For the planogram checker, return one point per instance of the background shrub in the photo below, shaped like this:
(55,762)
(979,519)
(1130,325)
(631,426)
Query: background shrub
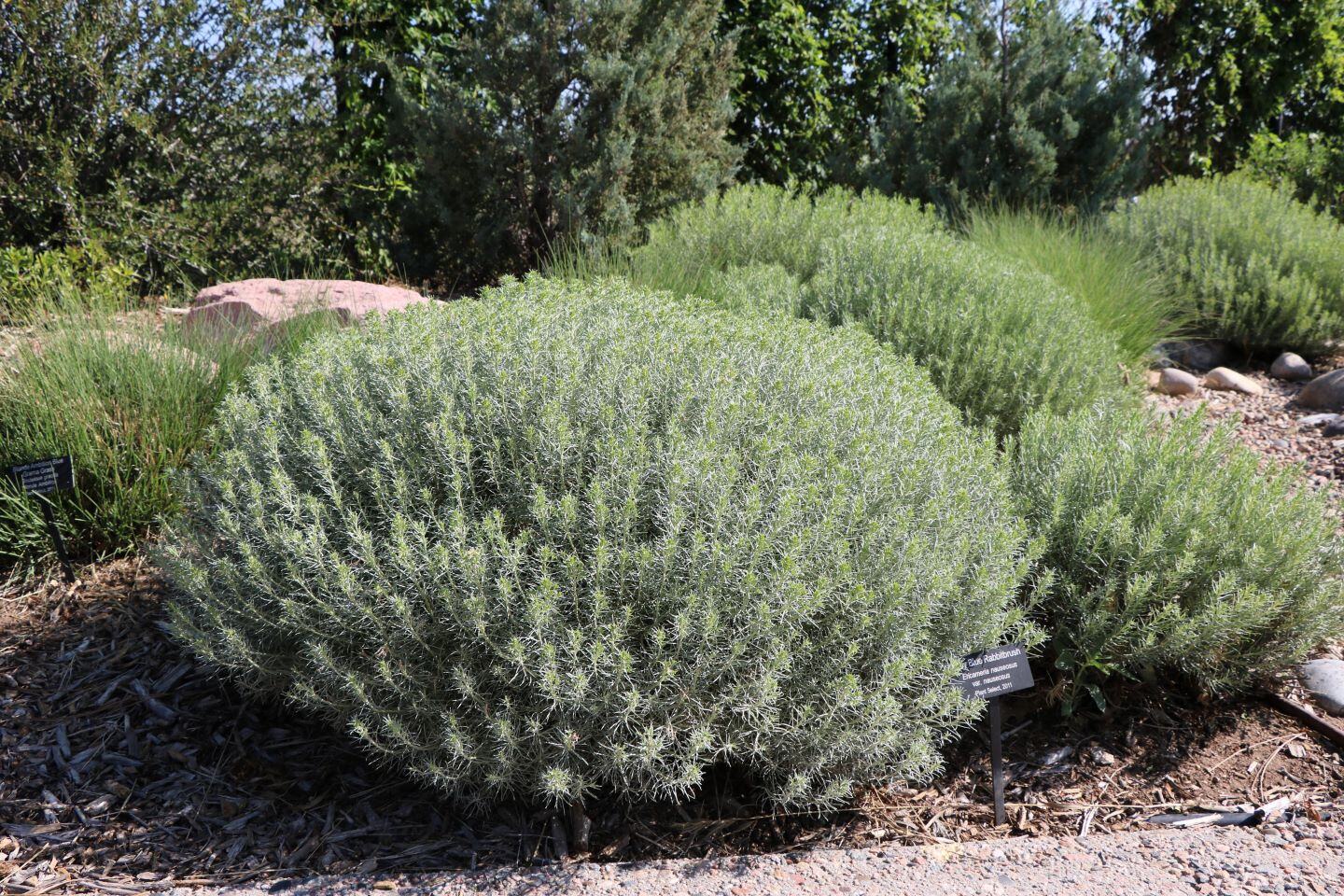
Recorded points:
(998,339)
(187,138)
(1310,165)
(129,402)
(39,284)
(1031,109)
(1250,263)
(693,245)
(1173,551)
(561,119)
(1113,281)
(571,538)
= = = = = = =
▸ **WORK ITEM**
Wherever a line in the records contains the word "background", copy that line.

▸ **WRITTEN SOLUTION**
For the planogram checker, return one point per instance of the background shrub in the photo below, shaped like this:
Query: background shrub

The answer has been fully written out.